§ ABOUT THIS TASK
Tally the lines below that contain "green". The number is the whole answer.

§ EXTRACTED INFORMATION

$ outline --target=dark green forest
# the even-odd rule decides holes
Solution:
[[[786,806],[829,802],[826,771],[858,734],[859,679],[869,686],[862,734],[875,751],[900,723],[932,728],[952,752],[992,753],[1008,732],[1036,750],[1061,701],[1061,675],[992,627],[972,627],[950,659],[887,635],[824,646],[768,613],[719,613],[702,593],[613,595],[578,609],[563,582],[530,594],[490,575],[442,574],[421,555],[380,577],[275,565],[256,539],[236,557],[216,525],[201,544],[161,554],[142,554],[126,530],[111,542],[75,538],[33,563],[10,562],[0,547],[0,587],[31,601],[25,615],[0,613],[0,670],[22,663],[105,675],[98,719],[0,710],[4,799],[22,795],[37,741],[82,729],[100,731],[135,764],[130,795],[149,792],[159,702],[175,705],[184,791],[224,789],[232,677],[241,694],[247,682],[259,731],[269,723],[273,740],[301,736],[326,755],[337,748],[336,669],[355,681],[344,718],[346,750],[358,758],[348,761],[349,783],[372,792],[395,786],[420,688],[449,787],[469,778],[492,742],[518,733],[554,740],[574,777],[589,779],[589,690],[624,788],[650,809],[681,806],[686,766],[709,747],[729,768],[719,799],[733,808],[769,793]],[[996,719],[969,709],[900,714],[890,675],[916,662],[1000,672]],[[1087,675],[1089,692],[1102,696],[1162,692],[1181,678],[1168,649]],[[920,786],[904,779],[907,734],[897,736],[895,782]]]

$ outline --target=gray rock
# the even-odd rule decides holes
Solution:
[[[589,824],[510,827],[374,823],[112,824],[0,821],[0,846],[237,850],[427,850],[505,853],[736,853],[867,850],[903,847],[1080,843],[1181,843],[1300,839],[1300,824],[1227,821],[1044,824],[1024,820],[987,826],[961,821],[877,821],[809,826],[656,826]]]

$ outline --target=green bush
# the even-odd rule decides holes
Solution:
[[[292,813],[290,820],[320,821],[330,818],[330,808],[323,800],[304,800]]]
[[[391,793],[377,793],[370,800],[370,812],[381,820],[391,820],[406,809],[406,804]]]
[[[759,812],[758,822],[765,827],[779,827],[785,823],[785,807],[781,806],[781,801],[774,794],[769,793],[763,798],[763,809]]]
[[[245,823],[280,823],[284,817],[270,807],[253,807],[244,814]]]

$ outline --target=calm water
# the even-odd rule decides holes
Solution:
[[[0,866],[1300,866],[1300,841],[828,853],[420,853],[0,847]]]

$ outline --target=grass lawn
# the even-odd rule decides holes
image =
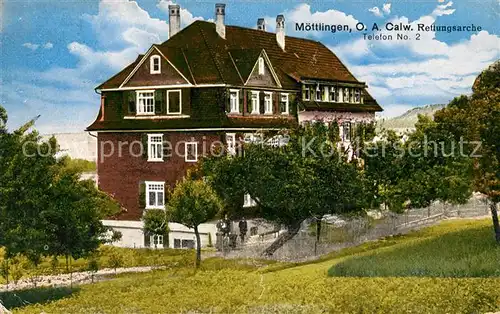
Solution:
[[[197,271],[179,265],[123,274],[75,290],[25,291],[18,295],[28,301],[38,296],[36,301],[44,303],[18,307],[15,313],[484,313],[500,310],[500,278],[486,278],[495,274],[495,263],[500,267],[499,248],[492,243],[490,221],[448,221],[408,236],[332,253],[313,263],[265,265],[258,260],[211,258]],[[386,258],[387,254],[395,255]],[[386,261],[397,273],[411,269],[397,266],[398,261],[413,260],[406,254],[416,255],[428,274],[439,277],[372,275]],[[369,277],[336,277],[332,270],[338,265],[346,269],[350,262],[369,256],[382,258],[364,262],[372,271]],[[463,259],[467,262],[460,262]],[[453,266],[450,260],[461,266],[446,270]],[[481,277],[465,278],[472,275]],[[42,295],[51,300],[41,300]]]

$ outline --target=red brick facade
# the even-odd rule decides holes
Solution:
[[[101,190],[112,195],[123,206],[124,212],[116,217],[118,220],[141,219],[140,182],[164,181],[167,186],[173,187],[196,164],[185,161],[185,142],[198,142],[199,159],[204,150],[206,154],[210,153],[211,145],[217,145],[224,136],[220,132],[152,133],[164,134],[164,142],[168,141],[172,145],[171,156],[163,162],[148,162],[147,145],[144,146],[146,154],[141,154],[143,137],[148,133],[98,133],[98,184]],[[179,154],[175,152],[176,146]]]

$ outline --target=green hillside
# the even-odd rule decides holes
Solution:
[[[416,107],[408,110],[400,116],[380,119],[377,122],[379,129],[395,129],[395,130],[406,130],[415,127],[418,115],[433,116],[434,112],[444,108],[446,105],[427,105],[424,107]]]
[[[500,310],[496,277],[500,247],[494,245],[490,224],[489,220],[447,221],[331,253],[316,262],[211,258],[198,271],[179,265],[120,275],[74,290],[34,290],[0,298],[11,305],[17,300],[20,307],[15,313],[37,314],[495,312]],[[355,267],[361,261],[368,271]],[[401,266],[404,263],[408,265]],[[394,271],[382,271],[381,264]],[[351,274],[357,277],[337,277],[332,271],[329,276],[328,269],[338,265],[344,270],[351,265]],[[409,277],[412,269],[426,272]],[[50,302],[18,301],[40,302],[40,296]]]

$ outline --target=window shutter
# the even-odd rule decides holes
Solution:
[[[168,232],[167,232],[166,234],[163,235],[163,248],[165,248],[165,249],[168,249],[168,246],[169,246],[168,240],[169,239],[168,239]]]
[[[139,182],[139,208],[146,208],[146,183],[144,181]]]
[[[142,143],[142,157],[148,159],[149,146],[148,146],[148,135],[146,133],[143,133],[141,135],[141,143]]]
[[[135,114],[135,91],[125,92],[125,101],[127,102],[128,113]]]
[[[281,93],[273,93],[273,113],[274,114],[280,114],[281,111],[280,111],[280,97],[281,97]]]
[[[265,95],[266,95],[266,94],[265,94],[265,93],[263,93],[263,92],[260,92],[260,93],[259,93],[259,107],[260,107],[260,108],[259,108],[259,112],[260,112],[261,114],[263,114],[263,113],[264,113],[264,110],[265,110],[265,106],[264,106],[264,96],[265,96]]]
[[[165,113],[165,91],[156,90],[155,91],[155,114]]]
[[[240,105],[240,113],[241,114],[244,113],[243,112],[243,110],[244,110],[244,108],[243,108],[243,105],[244,105],[243,104],[243,100],[244,100],[244,96],[245,96],[244,93],[245,93],[245,90],[243,90],[243,89],[240,90],[240,92],[238,93],[238,97],[240,97],[240,99],[239,99],[239,105]]]
[[[228,89],[225,91],[226,93],[226,113],[231,112],[231,93]]]
[[[247,113],[252,112],[252,92],[248,91],[247,92]]]
[[[144,231],[144,246],[151,247],[151,238],[149,232]]]

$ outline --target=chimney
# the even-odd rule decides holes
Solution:
[[[181,30],[181,7],[178,4],[168,6],[168,31],[169,38],[172,38]]]
[[[259,31],[266,31],[266,21],[263,18],[257,20],[257,29]]]
[[[276,17],[276,41],[278,46],[285,50],[285,17],[280,14]]]
[[[226,17],[226,5],[224,3],[215,4],[215,30],[220,37],[226,39],[226,25],[224,19]]]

§ WRITTEN RESPONSE
3